Given data:
■ ■ ■ ■ ■ ■ ■

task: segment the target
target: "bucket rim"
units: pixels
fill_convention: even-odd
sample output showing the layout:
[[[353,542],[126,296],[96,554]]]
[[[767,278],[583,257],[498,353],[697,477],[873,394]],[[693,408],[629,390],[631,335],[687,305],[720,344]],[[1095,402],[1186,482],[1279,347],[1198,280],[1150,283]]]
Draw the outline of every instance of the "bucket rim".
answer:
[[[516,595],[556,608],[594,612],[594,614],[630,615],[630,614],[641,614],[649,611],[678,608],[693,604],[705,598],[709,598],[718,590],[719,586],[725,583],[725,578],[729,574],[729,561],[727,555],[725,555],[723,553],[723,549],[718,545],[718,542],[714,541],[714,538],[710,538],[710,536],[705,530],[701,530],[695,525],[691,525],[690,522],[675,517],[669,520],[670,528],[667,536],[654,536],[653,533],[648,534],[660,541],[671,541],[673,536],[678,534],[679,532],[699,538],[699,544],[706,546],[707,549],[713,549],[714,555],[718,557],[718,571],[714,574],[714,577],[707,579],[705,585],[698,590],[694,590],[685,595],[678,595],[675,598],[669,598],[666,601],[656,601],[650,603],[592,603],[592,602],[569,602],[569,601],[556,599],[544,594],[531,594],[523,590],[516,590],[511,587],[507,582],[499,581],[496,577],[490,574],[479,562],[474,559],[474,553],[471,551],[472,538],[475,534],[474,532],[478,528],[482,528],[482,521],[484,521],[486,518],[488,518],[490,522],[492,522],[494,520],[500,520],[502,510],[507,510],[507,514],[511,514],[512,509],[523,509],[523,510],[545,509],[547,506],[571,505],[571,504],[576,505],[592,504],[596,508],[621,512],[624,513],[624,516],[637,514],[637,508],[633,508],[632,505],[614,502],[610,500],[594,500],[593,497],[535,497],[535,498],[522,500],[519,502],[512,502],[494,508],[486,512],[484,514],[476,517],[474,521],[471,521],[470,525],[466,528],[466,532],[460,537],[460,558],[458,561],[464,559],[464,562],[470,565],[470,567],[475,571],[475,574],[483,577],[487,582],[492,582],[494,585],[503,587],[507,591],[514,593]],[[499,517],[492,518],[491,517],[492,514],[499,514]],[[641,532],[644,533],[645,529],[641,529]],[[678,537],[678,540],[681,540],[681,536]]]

■ ■ ■ ■ ■ ■ ■

What to do: Set down the listing in full, keeping every word exactly as it is.

Exercise response:
task: segment the target
target: "bucket rim"
units: pixels
fill_convention: even-odd
sample output showing the layout:
[[[353,542],[126,296],[96,554]]]
[[[767,278],[583,257],[498,353],[697,477],[873,394]],[[693,408],[629,390],[631,335],[687,305],[720,344]],[[1095,402],[1186,482],[1279,347],[1198,280],[1150,283]]]
Draw the outline of every instance of the "bucket rim".
answer:
[[[516,595],[556,608],[594,612],[594,614],[630,615],[630,614],[641,614],[649,611],[678,608],[693,604],[705,598],[709,598],[718,590],[719,586],[725,583],[725,578],[729,574],[729,561],[727,555],[725,555],[723,553],[723,549],[718,545],[718,542],[714,541],[714,538],[710,538],[710,536],[705,530],[701,530],[695,525],[691,525],[690,522],[675,517],[669,520],[670,528],[667,536],[654,536],[653,533],[648,534],[660,541],[671,541],[673,536],[678,534],[679,532],[699,538],[699,544],[706,546],[707,549],[713,549],[714,555],[718,557],[718,571],[714,574],[714,577],[707,579],[705,585],[698,590],[694,590],[685,595],[678,595],[675,598],[669,598],[666,601],[656,601],[650,603],[592,603],[592,602],[569,602],[569,601],[556,599],[544,594],[531,594],[523,590],[516,590],[511,587],[507,582],[499,581],[496,577],[490,574],[479,562],[474,559],[474,553],[471,551],[472,538],[475,534],[474,532],[478,528],[482,528],[482,521],[484,521],[486,518],[488,518],[490,522],[492,522],[494,520],[500,520],[502,510],[507,510],[507,514],[511,514],[512,509],[523,509],[523,510],[545,509],[547,506],[571,505],[571,504],[576,505],[592,504],[596,508],[621,512],[624,513],[624,516],[637,514],[637,508],[633,508],[632,505],[614,502],[610,500],[594,500],[593,497],[535,497],[535,498],[522,500],[519,502],[512,502],[494,508],[486,512],[484,514],[476,517],[474,521],[471,521],[470,525],[466,528],[466,532],[460,537],[460,558],[458,561],[464,559],[464,562],[470,565],[470,567],[475,571],[475,574],[483,577],[487,582],[492,582],[494,585],[503,587],[507,591],[514,593]],[[499,517],[492,518],[491,517],[492,514],[499,514]],[[641,532],[644,533],[645,529],[641,529]],[[678,537],[678,540],[681,540],[681,536]]]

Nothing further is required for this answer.